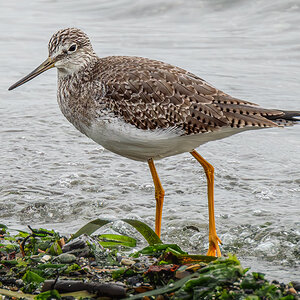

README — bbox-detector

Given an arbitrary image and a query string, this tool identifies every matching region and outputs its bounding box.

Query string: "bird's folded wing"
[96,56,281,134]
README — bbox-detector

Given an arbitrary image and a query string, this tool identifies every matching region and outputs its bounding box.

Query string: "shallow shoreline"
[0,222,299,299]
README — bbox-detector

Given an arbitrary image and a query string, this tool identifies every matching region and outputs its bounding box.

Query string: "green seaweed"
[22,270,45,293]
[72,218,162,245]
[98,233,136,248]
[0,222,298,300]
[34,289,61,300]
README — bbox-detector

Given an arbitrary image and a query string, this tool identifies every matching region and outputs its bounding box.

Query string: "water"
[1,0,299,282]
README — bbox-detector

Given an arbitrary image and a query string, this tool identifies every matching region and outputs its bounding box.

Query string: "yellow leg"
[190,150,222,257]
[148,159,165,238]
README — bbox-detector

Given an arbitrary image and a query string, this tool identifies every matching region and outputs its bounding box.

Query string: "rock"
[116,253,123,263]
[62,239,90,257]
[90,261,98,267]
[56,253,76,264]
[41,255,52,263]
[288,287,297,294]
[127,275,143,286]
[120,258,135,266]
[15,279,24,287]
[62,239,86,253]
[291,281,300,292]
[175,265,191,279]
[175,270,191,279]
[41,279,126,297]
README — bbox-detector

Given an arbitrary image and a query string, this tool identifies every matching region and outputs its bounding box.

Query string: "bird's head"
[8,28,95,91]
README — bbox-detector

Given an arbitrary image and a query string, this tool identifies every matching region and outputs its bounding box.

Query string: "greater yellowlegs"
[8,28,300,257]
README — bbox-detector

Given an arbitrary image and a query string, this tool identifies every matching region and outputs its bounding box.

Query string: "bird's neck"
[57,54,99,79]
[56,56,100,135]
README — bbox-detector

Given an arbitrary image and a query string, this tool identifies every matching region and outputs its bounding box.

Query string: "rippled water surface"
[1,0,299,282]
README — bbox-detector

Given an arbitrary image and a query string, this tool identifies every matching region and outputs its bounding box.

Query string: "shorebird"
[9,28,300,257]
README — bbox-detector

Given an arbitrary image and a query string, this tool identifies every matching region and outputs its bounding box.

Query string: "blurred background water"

• _PROBLEM DESCRIPTION_: Exclude the pictures, then write out every record exactly as it stands.

• _REPLY TO THE EXERCISE_:
README — bbox-detector

Given an arbitrary image and a query string, this tool identifies every matching region and outputs its bounding box.

Query string: "bird's folded wing"
[96,56,281,134]
README — bbox-detector

Given an arbitrary image and a query string, this tool identifies every matching region and outputs its bounding box.

Query string: "shallow shoreline"
[0,222,299,299]
README — bbox-detector

Given an arbitrary image and a query string, this tool identifies every matching region and outputs its bounding box.

Query string: "green seaweed"
[22,270,45,293]
[72,218,162,245]
[98,233,136,248]
[0,222,298,300]
[34,289,61,300]
README — bbox-detector

Given an arbitrary image and a query string, this tool identifies every matching region and outputs its bounding box.

Query string: "water"
[1,0,299,282]
README — bbox-detector

Given an arbitrary image and a query string, this tool identifies every matching region and outputs its bounding box.

Query string: "yellow leg"
[190,150,222,257]
[148,159,165,238]
README — bbox-detector

Given an arbitrary image and a query string, this tool identifies every matching region and outputs its bounding box.

Query string: "rock"
[116,253,123,263]
[62,239,90,257]
[90,261,98,267]
[56,253,76,264]
[41,255,52,263]
[288,287,297,294]
[127,275,143,286]
[120,258,135,266]
[15,279,24,287]
[62,239,86,253]
[291,281,300,292]
[175,265,191,279]
[175,270,191,279]
[41,279,126,297]
README — bbox-detector

Given an arbitrary image and a query string, this tool identifies every matching region and outputs its bounding box.

Query string: "bird's head"
[8,28,95,91]
README — bbox-detector

Given an arbitrary image and a query string, this tool identifies every matching region and outputs its bounding box.

Query string: "greater yellowlegs"
[8,28,300,257]
README — bbox-detector

Given an arbitrary image and a query string, this tool identifies every matching region and outputs its bounding box.

Query string: "bird's neck"
[57,54,99,79]
[56,56,100,135]
README — bbox-detector

Given an arbitrary image and a query string, this tool identifies every matching region and outputs its bounding box.

Query string: "rippled water surface"
[1,0,299,282]
README — bbox-detector

Given an arbitrary image and a query string, this tool identifies every matching region and outputs its bounding box.

Query string: "shorebird"
[9,28,300,257]
README — bbox-detector

Given an arbitrary image and a query string, this tool identifies every matching region and outputs its bounding box.

Query string: "blurred background water"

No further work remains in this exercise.